Deep: You said: "I accepted that she could indeed have a perfect right to be happy, a clear, unbiased acceptance that also accepted that I did not need to be ecstatic about her choices but that it was Ok." It sounds like you got to a much more peaceful place - I'm not there yet, but nor was I where you were either- with sitch or behavior.
Luckily, I found the book and this site before the bomb dropped b/c I started sensing something was coming. From Day 1 I DB'd and have done a good job, I think. GAL comes easily to me and I'm not doing it to get his attention, just to keep sane and have fun, also get out of the house away from H. The persuading I did do was done in MC mostly, before bomb. I stopped the day he asked for a D. Have gotten several comments from him that I seem unemotional about everything- not true, but I show the DB face. I'm about to the point of truly saying "why am I taking this", esp with the escalating behavior.
Everything I'm focused on now is planning for a life on my own. I don't know if that means I'm done or not, just planning b/c it looks like it's coming. I won't try to persuade at all and will grieve in private. The one thing that makes me nervous is that, although I've been clear - verbally, writing- that this is not what I want, I don't know if my lack of extreme emotional reaction tells him instead that I could care less about him- that's something I've struggled with a lot. What message am I sending? I fear it's that I don't care and the reaction is and will continue to be: well, I guess she doesn't want me either, so I'm free to go. Any thoughts on that would be very welcome.
====
--- TASK DETAILS ---
Condense the paragraph of the forum post that begins "Luckily, I found the book" into a short bulleted list that keeps its main facts. The material has no connection to the forum post.

--- COLLECTED MATERIAL ---
====
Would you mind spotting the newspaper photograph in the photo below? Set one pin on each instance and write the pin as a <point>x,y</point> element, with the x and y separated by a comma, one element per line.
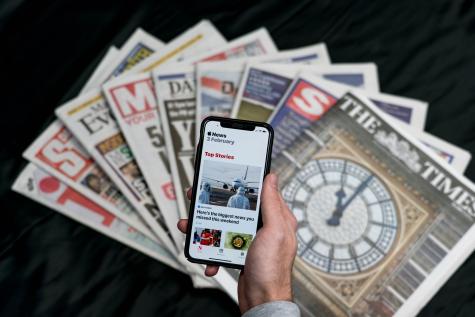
====
--- FULL ANSWER ---
- Found the book and this site before the bomb dropped, having sensed something was coming.
- Have DB'd well since Day 1.
- GAL comes easily, not to get his attention but to stay sane, have fun, and get out of the house away from H.
- Did most persuading in MC before the bomb; stopped the day he asked for a D.
- He has said I seem unemotional about everything. That isn't true, but I show the DB face.
- Nearly at the point of asking "why am I taking this," especially with the escalating behavior.